**PROMPT**
Across the data below, how many lines have the word "lowest" in them? Give the number and nothing else.

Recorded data
□ □ □ □

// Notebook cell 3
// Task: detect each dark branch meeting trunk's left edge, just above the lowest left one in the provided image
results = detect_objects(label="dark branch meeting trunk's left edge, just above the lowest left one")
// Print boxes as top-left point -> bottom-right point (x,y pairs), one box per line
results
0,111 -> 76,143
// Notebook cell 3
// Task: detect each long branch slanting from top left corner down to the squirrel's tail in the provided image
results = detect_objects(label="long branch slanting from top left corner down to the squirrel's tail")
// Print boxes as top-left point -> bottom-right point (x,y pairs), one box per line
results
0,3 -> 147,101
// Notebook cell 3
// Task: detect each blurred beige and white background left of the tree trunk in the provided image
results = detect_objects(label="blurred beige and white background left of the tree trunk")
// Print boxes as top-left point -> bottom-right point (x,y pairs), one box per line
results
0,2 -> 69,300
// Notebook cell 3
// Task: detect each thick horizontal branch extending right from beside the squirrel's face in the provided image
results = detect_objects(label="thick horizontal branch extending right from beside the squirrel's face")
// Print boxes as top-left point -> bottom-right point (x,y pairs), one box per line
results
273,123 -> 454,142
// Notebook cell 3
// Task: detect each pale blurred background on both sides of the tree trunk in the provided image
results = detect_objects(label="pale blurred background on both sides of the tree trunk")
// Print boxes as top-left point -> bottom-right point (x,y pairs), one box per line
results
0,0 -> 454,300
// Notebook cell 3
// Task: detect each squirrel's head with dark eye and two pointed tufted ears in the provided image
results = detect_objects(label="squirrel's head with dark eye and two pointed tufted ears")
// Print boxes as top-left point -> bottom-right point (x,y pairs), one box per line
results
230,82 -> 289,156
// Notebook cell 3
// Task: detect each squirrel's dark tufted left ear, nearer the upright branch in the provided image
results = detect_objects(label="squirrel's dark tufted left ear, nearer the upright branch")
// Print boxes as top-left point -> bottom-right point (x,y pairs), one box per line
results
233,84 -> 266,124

□ □ □ □

**ANSWER SECTION**
2